Texte à lire:

□ □ □ □

Une lettre dans laquelle le recteur Gustave Guéguen se fait gentiment traité d'ours mal léché par un prêtre venu organiser pendant l'été une colonie de vacances à Ergué-Gabéric.

Autres lectures : « Archives diocésaines de Quimper-Léon » ¤ « Gustave Guéguen, recteur (1941-1956) » ¤ « Journal paroissial du recteur Gustave Guéguen, extraits 1941-47 » ¤ « Gustave "Person bragou ruz" raconté par Jean Guéguen et l'abbé Pennarun » ¤ 

[modifier] Présentation

Ce document [1] est extrait de la première boite d'archives diocésaines consacrée à la paroisse d'Ergué-Gabéric (cote 2P-51/1) . Il s'agit d'une lettre datée de septembre 1954 et adressée au recteur de l'époque, Gustave Guéguen, par un prêtre de région parisienne : « Je suis l'un des prêtres qui ont fait cette année la colonie d'Issy-les-Moulineaux, à Ergué. Je suis le plus grand des trois prêtres que nous étions ».

□ □ □ □

Tâches à réaliser:
a. Pouvez-vous recopier mot pour mot le texte sur la lettre au recteur Gustave Guéguen, de « Une lettre dans » à « vacances à Ergué-Gabéric. » ?
b. Quels titres le texte sur la lettre au recteur Gustave Guéguen cite-t-il sous « Autres lectures » ? Donnez-les tous.
c. Que pourrait-on écrire ensuite ? Rédigez la suite du texte sur la lettre au recteur Gustave Guéguen, à partir de sa dernière phrase.

Lignes fournies:
□ □ □ □

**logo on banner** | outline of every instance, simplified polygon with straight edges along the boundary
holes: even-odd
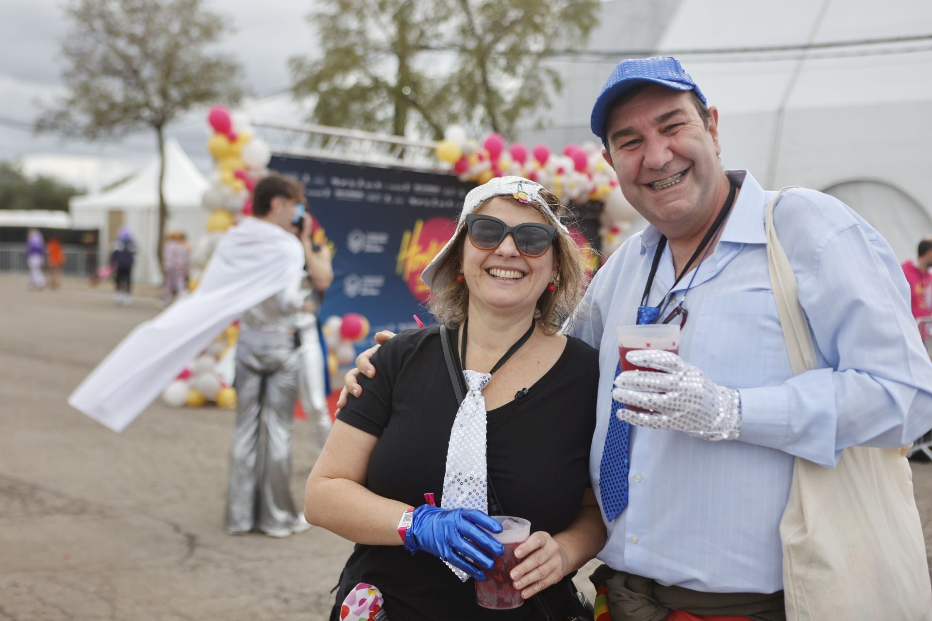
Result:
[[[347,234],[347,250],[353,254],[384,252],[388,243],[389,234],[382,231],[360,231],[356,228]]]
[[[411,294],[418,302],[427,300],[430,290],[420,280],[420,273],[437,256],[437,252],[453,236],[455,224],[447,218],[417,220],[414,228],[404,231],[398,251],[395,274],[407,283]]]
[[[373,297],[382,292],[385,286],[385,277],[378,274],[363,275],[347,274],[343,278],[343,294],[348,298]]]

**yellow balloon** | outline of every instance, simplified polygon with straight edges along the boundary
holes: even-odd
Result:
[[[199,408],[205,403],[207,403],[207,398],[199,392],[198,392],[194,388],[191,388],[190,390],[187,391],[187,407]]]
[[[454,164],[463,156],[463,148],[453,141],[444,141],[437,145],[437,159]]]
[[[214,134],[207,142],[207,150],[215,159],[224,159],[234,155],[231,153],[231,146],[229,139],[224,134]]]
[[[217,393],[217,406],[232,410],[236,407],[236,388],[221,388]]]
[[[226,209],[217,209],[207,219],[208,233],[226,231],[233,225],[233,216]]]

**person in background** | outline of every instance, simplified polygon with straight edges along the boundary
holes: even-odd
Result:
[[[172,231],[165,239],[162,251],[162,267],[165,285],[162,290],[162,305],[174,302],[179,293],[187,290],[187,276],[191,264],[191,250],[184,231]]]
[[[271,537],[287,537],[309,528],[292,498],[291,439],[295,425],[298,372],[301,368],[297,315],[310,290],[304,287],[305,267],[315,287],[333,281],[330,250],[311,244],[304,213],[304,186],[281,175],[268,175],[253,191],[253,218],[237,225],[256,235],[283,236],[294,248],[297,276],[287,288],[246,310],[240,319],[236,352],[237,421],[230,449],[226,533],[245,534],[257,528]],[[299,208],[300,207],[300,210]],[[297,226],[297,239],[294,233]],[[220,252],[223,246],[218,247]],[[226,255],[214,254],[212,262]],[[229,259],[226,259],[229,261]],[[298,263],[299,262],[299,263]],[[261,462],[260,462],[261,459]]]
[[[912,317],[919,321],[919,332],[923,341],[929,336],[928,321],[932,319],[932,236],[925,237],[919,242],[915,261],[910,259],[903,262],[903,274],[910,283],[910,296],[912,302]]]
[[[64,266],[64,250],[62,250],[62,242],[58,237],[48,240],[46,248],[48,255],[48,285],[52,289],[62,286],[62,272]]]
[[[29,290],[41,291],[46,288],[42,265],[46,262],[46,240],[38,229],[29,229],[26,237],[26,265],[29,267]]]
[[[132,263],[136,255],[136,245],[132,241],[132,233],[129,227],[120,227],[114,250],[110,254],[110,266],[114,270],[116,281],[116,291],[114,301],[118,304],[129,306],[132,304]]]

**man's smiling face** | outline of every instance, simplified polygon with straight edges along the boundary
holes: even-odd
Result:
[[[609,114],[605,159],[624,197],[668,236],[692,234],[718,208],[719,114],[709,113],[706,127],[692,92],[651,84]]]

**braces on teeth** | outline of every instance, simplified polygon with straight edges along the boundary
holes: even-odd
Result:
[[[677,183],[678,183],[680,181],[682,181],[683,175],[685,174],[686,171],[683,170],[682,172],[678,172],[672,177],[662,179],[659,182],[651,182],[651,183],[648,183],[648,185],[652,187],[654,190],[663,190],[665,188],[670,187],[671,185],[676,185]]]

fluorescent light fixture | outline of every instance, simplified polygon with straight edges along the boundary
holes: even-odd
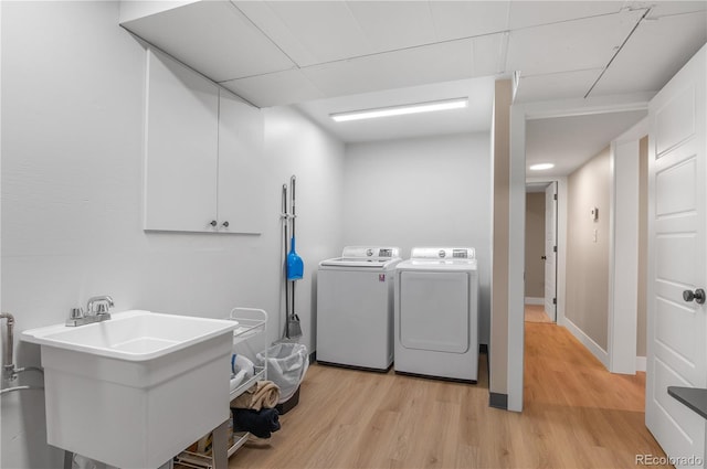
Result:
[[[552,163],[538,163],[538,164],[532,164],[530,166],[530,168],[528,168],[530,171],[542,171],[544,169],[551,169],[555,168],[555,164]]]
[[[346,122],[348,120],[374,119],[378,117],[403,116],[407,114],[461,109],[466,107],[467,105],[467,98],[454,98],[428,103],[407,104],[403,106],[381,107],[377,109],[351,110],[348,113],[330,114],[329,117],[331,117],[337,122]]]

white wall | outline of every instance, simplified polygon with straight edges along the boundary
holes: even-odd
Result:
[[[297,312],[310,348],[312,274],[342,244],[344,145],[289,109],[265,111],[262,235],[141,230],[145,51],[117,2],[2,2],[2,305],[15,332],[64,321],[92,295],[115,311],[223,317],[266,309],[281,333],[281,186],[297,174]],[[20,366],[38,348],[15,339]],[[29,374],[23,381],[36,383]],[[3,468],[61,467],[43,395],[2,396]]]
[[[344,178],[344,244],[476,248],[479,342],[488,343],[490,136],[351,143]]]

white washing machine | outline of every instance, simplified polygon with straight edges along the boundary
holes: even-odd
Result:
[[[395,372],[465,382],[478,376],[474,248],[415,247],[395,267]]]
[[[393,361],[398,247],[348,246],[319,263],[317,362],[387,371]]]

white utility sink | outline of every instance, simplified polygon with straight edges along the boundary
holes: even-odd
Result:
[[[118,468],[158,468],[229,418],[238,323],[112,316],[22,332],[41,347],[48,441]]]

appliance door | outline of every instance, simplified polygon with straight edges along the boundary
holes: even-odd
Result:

□ □ □ □

Réponses par tâche:
a.
Une lettre dans laquelle le recteur Gustave Guéguen se fait gentiment traité d'ours mal léché par un prêtre venu organiser pendant l'été une colonie de vacances à Ergué-Gabéric.

b.
- « Archives diocésaines de Quimper-Léon »
- « Gustave Guéguen, recteur (1941-1956) »
- « Journal paroissial du recteur Gustave Guéguen, extraits 1941-47 »
- « Gustave "Person bragou ruz" raconté par Jean Guéguen et l'abbé Pennarun »

c.
La missive ne précise pas s'il s'agit d'un camp de vacances de jeunes « Cœurs vaillants-Âmes vaillantes  » ou alors d'une colonie organisée pour les élèves du grand séminaire Saint-Sulpice d'Issy-les-Moulineaux. En tous cas ce n'était pas la première fois qu'elle était organisée à Ergué-Gabéric : était-ce dans les locaux d'une école privée, du patronage de Croas-Spern ou du presbytère ?

Le sujet de la lettre est le mauvais accueil que le recteur Gustave Guéguen leur a réservé. On a déjà l'occasion de présenter celui qui a dirigé la paroisse pendant 15 ans entre 1941 et 1956, l'année de sa mort. Il a laissé le souvenir d'un prêtre au caractère trempé qui préférait ses fleurs et légumes à la fréquentation de ses paroissiens. On l'appelait "Person bragou ruz", le recteur avec son pantalon rouge qu'il portait quand il était dans son jardin.

Ici, le prêtre d'Issy-les-Moulineaux qui se prénomme sans doute Vincent (sa signature "Abbé V. ?Traouen?" est difficilement lisible), le compare à un ours (en majuscule) : « Vous ne sauriez croire combien un prêtre "OURS" peut faire de tort autour de lui ». Et il conteste fermement son autorité : « Je suis prêtre comme vous ... »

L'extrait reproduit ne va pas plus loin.